- Exercise materials -
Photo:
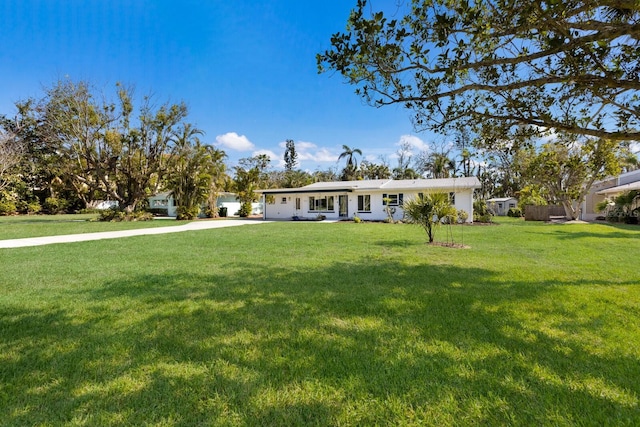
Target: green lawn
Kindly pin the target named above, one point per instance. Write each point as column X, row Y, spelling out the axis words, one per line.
column 17, row 227
column 325, row 324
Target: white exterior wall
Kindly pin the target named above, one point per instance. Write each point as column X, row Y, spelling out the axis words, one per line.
column 285, row 209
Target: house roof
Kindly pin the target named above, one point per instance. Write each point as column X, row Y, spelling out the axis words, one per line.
column 621, row 188
column 381, row 184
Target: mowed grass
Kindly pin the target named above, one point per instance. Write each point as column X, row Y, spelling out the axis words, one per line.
column 22, row 226
column 325, row 324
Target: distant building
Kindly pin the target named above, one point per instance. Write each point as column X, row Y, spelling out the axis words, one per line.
column 608, row 189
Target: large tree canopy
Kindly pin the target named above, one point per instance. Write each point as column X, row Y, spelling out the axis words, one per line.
column 496, row 65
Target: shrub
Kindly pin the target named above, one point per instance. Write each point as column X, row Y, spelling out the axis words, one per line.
column 185, row 213
column 463, row 216
column 34, row 207
column 245, row 210
column 7, row 207
column 428, row 211
column 158, row 211
column 515, row 212
column 481, row 212
column 54, row 205
column 116, row 215
column 212, row 212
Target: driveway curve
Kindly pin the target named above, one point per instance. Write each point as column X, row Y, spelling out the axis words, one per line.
column 68, row 238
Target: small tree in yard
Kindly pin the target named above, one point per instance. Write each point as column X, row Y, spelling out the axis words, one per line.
column 428, row 210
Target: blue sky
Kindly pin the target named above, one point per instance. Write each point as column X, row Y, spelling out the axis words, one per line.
column 246, row 69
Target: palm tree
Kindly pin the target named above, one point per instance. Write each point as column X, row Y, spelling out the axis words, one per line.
column 191, row 171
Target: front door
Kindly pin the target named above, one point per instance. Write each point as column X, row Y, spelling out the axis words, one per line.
column 343, row 207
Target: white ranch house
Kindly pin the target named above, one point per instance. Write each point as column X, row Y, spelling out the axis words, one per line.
column 227, row 200
column 365, row 199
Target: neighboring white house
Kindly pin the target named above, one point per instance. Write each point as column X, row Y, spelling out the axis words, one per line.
column 225, row 200
column 501, row 205
column 608, row 189
column 365, row 199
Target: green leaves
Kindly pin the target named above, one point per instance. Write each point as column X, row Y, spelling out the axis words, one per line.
column 498, row 63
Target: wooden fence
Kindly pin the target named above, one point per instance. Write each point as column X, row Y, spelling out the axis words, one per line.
column 542, row 213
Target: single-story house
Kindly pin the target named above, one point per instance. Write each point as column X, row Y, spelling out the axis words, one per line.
column 225, row 200
column 608, row 189
column 367, row 199
column 501, row 205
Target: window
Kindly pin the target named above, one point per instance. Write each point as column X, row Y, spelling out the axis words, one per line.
column 364, row 203
column 394, row 199
column 321, row 204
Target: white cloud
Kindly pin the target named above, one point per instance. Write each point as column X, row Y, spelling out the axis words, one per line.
column 308, row 151
column 234, row 141
column 414, row 142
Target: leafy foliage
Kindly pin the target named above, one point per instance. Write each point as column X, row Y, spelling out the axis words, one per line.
column 428, row 211
column 481, row 211
column 566, row 170
column 495, row 65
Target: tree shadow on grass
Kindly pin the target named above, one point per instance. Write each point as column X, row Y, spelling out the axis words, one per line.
column 349, row 343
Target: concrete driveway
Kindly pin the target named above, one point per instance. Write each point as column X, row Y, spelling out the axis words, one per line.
column 67, row 238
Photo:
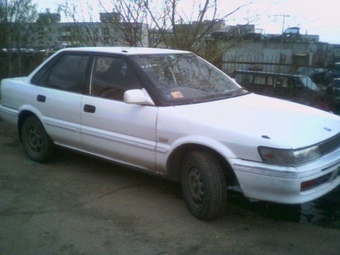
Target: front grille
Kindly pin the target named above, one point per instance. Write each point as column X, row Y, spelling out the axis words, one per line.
column 330, row 145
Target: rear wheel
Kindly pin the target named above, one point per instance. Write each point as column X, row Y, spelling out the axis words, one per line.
column 38, row 145
column 203, row 185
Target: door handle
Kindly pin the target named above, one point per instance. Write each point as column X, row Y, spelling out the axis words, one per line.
column 89, row 108
column 41, row 98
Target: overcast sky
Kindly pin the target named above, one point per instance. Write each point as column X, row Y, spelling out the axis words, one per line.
column 313, row 17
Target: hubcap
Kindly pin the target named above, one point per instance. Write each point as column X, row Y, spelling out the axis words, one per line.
column 196, row 186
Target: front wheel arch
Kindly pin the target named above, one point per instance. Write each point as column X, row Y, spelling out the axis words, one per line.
column 203, row 185
column 175, row 160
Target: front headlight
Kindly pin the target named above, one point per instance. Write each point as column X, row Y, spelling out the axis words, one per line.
column 289, row 157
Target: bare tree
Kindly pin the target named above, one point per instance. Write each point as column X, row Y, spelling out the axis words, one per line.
column 16, row 21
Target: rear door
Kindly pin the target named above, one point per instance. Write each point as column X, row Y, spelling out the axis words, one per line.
column 58, row 98
column 110, row 127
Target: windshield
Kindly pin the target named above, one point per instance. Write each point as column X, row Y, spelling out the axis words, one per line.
column 309, row 83
column 186, row 78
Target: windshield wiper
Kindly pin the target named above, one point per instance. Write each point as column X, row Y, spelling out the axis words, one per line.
column 221, row 96
column 236, row 92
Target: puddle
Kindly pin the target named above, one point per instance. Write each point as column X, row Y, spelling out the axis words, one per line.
column 324, row 211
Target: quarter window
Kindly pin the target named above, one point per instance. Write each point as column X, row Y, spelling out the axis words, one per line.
column 68, row 74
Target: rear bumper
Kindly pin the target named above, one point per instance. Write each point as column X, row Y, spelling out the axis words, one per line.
column 288, row 185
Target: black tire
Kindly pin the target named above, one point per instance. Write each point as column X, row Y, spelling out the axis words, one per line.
column 38, row 145
column 203, row 184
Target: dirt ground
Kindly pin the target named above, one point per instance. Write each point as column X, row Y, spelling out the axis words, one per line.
column 78, row 205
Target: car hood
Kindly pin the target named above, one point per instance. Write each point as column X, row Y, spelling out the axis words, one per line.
column 273, row 121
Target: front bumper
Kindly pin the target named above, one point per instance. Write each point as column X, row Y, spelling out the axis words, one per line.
column 288, row 185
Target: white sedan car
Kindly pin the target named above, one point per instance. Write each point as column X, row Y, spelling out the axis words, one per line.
column 172, row 113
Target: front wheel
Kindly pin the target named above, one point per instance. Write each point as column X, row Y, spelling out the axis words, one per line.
column 38, row 145
column 203, row 184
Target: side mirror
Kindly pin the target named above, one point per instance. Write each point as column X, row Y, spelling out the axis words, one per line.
column 137, row 96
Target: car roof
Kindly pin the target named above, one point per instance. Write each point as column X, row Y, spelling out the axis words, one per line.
column 125, row 50
column 269, row 73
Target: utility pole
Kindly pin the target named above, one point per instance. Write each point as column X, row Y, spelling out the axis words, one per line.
column 284, row 16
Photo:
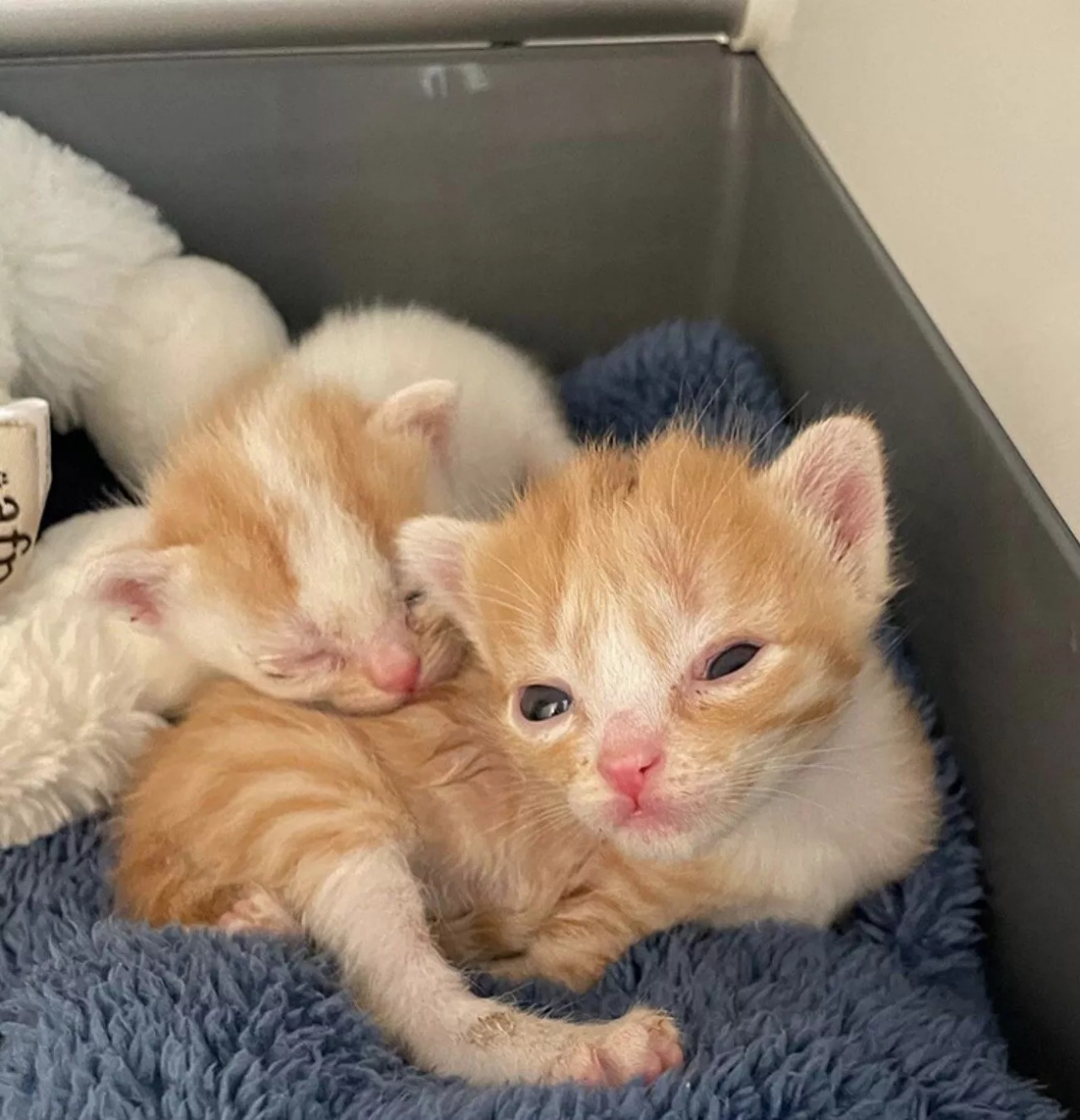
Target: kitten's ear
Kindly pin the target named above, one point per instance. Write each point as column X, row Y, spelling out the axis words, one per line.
column 834, row 473
column 136, row 581
column 433, row 553
column 427, row 408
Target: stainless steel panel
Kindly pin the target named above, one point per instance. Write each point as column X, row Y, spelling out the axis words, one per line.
column 564, row 197
column 993, row 606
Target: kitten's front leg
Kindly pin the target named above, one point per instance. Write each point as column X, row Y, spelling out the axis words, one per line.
column 370, row 912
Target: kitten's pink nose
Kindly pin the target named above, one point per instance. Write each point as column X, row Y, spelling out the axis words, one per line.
column 629, row 755
column 393, row 666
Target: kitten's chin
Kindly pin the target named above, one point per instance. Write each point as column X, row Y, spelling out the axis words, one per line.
column 662, row 835
column 660, row 846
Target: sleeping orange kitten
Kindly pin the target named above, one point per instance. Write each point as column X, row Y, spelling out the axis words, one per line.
column 269, row 555
column 677, row 711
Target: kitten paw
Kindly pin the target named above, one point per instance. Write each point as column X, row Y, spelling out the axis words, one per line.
column 258, row 912
column 642, row 1044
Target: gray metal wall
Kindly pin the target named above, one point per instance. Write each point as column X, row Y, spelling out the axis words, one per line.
column 567, row 197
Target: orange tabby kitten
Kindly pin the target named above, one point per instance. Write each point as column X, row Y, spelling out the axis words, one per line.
column 269, row 553
column 677, row 711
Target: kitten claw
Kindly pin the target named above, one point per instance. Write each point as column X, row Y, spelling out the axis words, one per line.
column 258, row 912
column 641, row 1044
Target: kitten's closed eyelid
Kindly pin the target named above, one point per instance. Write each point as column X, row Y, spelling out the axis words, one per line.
column 725, row 660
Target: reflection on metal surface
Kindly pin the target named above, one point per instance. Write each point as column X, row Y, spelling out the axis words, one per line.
column 58, row 27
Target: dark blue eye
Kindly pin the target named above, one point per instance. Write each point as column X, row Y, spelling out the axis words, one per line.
column 731, row 661
column 539, row 703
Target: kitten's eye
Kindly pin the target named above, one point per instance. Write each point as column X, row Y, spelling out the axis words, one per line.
column 539, row 703
column 731, row 661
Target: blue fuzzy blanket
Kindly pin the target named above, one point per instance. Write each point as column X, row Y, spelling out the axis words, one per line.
column 885, row 1017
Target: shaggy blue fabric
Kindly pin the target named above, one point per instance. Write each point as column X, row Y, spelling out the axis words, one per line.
column 885, row 1017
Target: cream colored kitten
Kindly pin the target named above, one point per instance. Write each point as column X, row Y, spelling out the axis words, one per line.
column 273, row 520
column 678, row 713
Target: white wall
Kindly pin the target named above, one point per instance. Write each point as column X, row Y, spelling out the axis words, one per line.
column 956, row 127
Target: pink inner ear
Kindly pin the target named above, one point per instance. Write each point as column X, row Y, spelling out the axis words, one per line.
column 843, row 494
column 136, row 596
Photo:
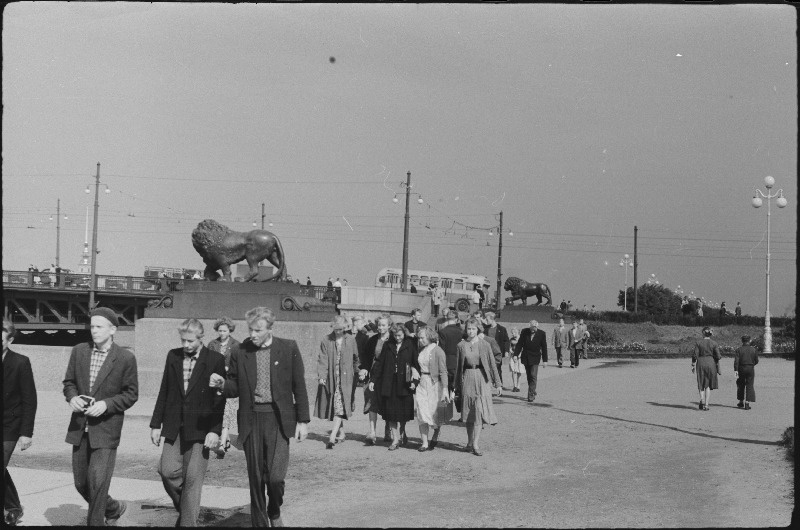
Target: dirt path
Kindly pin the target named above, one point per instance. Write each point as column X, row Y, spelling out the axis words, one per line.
column 611, row 444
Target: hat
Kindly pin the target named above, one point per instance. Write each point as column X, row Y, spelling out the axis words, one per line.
column 106, row 313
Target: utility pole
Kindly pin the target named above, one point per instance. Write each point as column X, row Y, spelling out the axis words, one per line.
column 93, row 282
column 499, row 264
column 635, row 269
column 405, row 235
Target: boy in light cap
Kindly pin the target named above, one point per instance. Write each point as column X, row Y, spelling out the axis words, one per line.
column 100, row 384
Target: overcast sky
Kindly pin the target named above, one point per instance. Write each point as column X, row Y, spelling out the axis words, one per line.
column 578, row 122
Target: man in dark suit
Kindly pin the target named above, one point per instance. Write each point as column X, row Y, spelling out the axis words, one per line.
column 449, row 337
column 500, row 335
column 19, row 411
column 191, row 415
column 532, row 344
column 266, row 373
column 415, row 324
column 100, row 384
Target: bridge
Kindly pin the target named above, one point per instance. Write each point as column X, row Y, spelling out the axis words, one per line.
column 46, row 301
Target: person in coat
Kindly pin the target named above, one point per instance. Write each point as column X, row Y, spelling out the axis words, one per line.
column 393, row 371
column 745, row 358
column 224, row 344
column 475, row 369
column 705, row 362
column 268, row 377
column 432, row 389
column 532, row 350
column 497, row 332
column 337, row 361
column 188, row 416
column 19, row 413
column 100, row 384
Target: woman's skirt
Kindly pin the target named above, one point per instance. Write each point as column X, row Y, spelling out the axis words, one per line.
column 706, row 370
column 476, row 405
column 515, row 363
column 426, row 400
column 397, row 408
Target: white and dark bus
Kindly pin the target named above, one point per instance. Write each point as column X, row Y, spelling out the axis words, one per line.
column 457, row 286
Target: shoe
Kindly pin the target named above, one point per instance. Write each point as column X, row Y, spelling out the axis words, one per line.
column 13, row 517
column 123, row 505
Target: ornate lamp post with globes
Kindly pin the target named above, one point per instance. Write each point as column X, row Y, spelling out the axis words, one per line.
column 757, row 201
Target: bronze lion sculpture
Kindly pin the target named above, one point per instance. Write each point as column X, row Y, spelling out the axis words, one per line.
column 521, row 290
column 220, row 247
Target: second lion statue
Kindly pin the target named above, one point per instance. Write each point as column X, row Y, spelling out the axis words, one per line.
column 220, row 247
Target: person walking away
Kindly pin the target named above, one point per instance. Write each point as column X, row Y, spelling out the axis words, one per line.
column 475, row 370
column 517, row 370
column 532, row 350
column 560, row 341
column 394, row 370
column 432, row 390
column 745, row 358
column 268, row 377
column 224, row 344
column 371, row 352
column 499, row 333
column 706, row 357
column 189, row 418
column 336, row 363
column 100, row 384
column 19, row 414
column 449, row 337
column 575, row 345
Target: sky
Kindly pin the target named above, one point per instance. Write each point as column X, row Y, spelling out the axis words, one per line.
column 577, row 122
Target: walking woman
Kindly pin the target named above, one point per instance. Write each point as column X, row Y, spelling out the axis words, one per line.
column 744, row 361
column 474, row 371
column 706, row 356
column 225, row 344
column 393, row 372
column 432, row 388
column 371, row 352
column 514, row 363
column 336, row 363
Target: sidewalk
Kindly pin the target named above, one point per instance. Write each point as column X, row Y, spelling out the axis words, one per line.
column 49, row 498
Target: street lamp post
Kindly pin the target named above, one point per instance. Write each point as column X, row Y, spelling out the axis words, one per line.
column 781, row 201
column 625, row 262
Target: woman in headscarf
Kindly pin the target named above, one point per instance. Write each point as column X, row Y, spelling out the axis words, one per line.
column 705, row 363
column 336, row 363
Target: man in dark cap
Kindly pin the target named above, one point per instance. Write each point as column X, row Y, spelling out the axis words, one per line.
column 100, row 384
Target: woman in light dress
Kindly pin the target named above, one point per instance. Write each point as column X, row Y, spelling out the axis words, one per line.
column 432, row 388
column 336, row 363
column 475, row 370
column 517, row 369
column 225, row 344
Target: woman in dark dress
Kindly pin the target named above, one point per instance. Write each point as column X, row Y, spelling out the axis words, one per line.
column 706, row 356
column 398, row 357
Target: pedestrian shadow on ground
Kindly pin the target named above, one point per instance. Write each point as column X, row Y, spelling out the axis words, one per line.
column 66, row 514
column 684, row 431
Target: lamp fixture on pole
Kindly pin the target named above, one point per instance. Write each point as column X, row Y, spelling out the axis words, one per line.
column 757, row 201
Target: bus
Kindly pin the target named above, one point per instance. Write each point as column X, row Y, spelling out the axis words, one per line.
column 457, row 286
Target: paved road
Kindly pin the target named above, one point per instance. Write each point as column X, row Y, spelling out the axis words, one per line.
column 613, row 443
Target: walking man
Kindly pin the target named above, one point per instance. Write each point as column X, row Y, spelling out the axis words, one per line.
column 266, row 373
column 189, row 417
column 560, row 340
column 19, row 412
column 532, row 344
column 100, row 384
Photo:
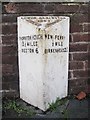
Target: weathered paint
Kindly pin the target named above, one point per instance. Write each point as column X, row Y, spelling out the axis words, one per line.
column 43, row 62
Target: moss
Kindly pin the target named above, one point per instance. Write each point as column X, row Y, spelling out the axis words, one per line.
column 58, row 102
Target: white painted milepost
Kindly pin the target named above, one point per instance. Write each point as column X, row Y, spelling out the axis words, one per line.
column 43, row 52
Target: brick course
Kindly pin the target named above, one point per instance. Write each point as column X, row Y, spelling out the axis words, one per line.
column 79, row 66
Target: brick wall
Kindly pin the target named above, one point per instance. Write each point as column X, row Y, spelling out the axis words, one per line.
column 79, row 41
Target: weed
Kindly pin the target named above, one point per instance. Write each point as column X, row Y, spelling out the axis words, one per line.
column 12, row 105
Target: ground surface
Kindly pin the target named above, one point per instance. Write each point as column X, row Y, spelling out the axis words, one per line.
column 65, row 108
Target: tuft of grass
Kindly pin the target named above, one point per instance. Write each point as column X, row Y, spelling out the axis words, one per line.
column 58, row 102
column 12, row 105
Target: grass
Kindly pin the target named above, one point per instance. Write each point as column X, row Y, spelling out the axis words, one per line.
column 58, row 102
column 13, row 105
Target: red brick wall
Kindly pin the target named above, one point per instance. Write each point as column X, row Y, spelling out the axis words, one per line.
column 79, row 41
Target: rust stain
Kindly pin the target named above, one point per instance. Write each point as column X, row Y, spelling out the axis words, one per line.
column 10, row 8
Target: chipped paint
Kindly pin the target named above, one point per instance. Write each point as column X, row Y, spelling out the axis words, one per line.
column 43, row 45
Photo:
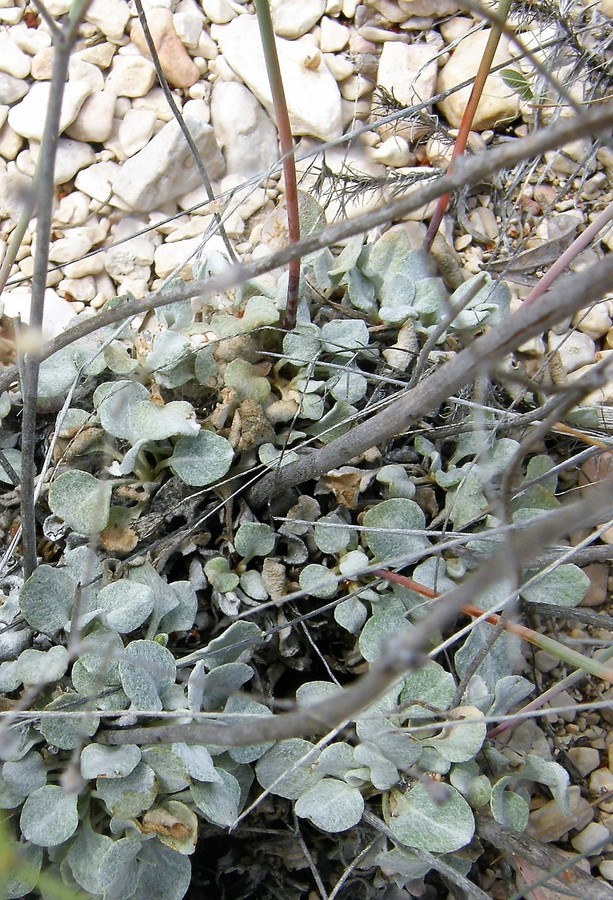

- Directions -
Rewrite the lines starting at the one containing "Target: front headlight" and ending at the one containing "column 78, row 205", putting "mud puddle" in place of "puddle" and leaving everything else unchanged.

- Finished exercise -
Target: front headlight
Kindly pin the target named above, one point per instance. Write each point as column X, row Y, spelling out the axis words, one per line.
column 289, row 157
Target: bare tree
Kindly pin the target named above, one point per instance. Write each point as column X, row Y, spelling out the axis words, one per line.
column 16, row 21
Target: rear door
Kindly pin the target named above, one point per instance. Write each point as column X, row Y, spelling out the axis words, one per line.
column 58, row 98
column 110, row 127
Target: windshield
Kindly pin the target named above, one point per instance. Write each point as column X, row Y, spelling out the axis words, one per line.
column 309, row 83
column 186, row 78
Target: windshield wiper
Kindly pin the target named above, one point per instance. Write each point as column X, row Y, spelling out the axis words, one per line.
column 221, row 96
column 236, row 92
Target: mud puddle
Kindly pin the target named above, one point per instance. Write each point as column X, row Y, spelling out the axis words, one per line.
column 324, row 211
Target: quarter window
Kindly pin the target named above, one point per instance. Write each point as column X, row Y, spelling out the axis words, one per line.
column 68, row 74
Target: rear bumper
Kindly pin the target named above, one point per instance. Write each point as column X, row Y, spelling out the axis words, one per line.
column 288, row 185
Target: black tire
Kindly pin the target named above, one point per instance. Write each point as column X, row Y, spelling out the axis words, one per line.
column 38, row 145
column 203, row 184
Target: dirt ground
Kindly pin the target named above, one point per instance. Write each point as column X, row Y, spelling out the axis words, one per line.
column 78, row 205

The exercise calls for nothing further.